=== SOURCE DATA ===

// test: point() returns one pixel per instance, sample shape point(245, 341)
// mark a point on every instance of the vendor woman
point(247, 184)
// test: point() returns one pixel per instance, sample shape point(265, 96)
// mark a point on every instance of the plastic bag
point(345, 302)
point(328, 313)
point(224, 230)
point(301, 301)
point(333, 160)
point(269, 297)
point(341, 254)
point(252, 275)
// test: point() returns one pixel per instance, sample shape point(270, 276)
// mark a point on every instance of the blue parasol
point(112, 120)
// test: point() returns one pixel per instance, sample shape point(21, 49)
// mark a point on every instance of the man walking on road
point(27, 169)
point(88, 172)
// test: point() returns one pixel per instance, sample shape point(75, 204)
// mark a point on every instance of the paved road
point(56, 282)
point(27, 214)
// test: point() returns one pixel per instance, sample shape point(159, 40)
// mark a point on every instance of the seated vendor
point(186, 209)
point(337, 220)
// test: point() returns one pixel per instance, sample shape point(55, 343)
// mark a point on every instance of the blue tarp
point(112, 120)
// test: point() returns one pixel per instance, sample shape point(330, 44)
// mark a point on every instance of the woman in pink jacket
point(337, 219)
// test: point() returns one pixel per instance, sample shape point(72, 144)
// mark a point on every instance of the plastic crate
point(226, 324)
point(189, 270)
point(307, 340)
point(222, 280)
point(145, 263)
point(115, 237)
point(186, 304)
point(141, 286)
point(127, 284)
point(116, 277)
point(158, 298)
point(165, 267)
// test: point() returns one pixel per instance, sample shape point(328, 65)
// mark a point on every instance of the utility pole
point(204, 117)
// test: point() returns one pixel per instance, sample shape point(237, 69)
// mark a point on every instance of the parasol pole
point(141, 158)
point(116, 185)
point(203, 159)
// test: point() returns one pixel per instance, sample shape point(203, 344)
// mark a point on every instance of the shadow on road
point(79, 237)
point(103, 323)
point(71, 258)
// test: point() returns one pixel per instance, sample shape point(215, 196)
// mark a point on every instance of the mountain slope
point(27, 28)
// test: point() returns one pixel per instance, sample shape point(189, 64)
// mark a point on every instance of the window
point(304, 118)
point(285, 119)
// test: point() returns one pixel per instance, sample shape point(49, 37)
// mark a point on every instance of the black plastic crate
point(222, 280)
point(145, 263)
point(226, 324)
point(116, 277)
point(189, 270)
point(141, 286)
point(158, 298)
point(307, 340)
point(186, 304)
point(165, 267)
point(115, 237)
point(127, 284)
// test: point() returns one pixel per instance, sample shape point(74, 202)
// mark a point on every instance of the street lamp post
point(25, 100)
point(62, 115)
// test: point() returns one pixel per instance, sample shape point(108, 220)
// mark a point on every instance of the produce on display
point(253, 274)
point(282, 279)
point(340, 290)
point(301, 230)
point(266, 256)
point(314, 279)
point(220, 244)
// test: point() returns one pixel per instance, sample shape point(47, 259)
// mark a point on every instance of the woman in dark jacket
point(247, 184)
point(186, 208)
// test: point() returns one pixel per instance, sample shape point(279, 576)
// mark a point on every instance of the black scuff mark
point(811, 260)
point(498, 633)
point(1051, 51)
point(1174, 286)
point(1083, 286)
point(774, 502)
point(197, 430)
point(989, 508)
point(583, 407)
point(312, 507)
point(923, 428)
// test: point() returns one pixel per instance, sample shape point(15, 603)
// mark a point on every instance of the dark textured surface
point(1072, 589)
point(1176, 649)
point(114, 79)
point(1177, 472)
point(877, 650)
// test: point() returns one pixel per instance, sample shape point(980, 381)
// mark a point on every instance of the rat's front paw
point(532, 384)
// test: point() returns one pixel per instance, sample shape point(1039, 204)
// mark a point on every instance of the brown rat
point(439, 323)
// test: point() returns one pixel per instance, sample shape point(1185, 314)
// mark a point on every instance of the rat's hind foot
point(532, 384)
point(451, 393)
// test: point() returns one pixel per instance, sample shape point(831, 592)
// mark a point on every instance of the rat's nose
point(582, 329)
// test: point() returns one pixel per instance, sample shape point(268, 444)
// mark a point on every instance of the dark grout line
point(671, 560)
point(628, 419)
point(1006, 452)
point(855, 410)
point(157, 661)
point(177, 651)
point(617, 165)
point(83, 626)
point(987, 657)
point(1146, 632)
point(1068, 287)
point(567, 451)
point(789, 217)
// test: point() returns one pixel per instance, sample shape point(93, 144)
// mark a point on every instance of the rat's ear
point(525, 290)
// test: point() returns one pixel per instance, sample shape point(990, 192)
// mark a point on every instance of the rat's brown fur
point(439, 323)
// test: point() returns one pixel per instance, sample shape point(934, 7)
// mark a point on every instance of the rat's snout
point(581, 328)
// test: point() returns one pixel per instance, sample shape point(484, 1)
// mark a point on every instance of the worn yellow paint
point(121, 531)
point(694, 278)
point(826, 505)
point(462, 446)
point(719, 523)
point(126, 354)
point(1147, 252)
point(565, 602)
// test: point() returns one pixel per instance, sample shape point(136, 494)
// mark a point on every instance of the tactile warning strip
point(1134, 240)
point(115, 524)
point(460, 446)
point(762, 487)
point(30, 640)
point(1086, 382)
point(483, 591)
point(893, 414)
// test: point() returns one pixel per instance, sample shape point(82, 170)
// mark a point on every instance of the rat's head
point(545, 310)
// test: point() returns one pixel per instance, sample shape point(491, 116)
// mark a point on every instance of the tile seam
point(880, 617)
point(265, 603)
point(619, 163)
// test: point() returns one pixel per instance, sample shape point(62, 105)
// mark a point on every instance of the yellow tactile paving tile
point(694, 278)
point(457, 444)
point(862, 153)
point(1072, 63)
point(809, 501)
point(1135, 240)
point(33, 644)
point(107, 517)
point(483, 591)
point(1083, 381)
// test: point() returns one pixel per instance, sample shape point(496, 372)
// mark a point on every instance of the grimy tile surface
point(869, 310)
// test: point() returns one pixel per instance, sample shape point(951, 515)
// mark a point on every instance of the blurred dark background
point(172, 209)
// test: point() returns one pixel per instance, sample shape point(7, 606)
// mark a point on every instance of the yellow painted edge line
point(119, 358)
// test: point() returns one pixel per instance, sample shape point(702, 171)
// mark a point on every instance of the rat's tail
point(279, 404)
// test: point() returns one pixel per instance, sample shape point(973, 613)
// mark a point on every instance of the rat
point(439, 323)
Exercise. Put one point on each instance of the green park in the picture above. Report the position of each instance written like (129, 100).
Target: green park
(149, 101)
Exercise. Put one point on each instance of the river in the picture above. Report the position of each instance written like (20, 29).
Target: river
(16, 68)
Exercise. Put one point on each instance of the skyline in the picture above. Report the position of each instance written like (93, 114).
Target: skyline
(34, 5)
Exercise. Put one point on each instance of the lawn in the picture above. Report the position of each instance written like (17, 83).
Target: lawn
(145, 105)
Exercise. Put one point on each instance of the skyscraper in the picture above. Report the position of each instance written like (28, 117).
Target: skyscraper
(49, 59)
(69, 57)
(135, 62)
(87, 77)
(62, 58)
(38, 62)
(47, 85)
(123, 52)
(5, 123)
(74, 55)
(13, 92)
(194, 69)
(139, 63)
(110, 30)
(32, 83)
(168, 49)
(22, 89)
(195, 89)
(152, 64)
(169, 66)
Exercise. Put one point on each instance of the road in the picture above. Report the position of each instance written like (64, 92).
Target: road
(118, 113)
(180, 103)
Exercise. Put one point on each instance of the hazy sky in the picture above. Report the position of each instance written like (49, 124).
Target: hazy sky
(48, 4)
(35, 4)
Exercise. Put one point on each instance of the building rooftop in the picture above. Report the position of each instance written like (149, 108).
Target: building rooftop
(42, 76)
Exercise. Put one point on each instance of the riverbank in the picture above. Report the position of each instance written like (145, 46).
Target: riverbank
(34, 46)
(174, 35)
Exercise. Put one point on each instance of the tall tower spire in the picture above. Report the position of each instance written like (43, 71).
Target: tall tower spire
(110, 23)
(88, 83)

===

__PROBLEM DETAILS__
Take the entries above and return only the lines from the one with "shape point(980, 381)" to the one with "shape point(831, 592)", both included, unchanged.

__RESPONSE AREA__
// test: point() returns one pixel per instance, sample shape point(980, 381)
// mark a point on every instance of the rat's front paw
point(532, 384)
// test: point() returns one pixel per instance, sample shape point(1039, 204)
// mark a point on every instance of the brown rat
point(439, 323)
// test: point() returns one pixel per instance, sample shape point(1185, 314)
// mark a point on every instance of the rat's hind foot
point(532, 384)
point(451, 393)
// test: point() returns one pixel per instance, sample shape point(831, 592)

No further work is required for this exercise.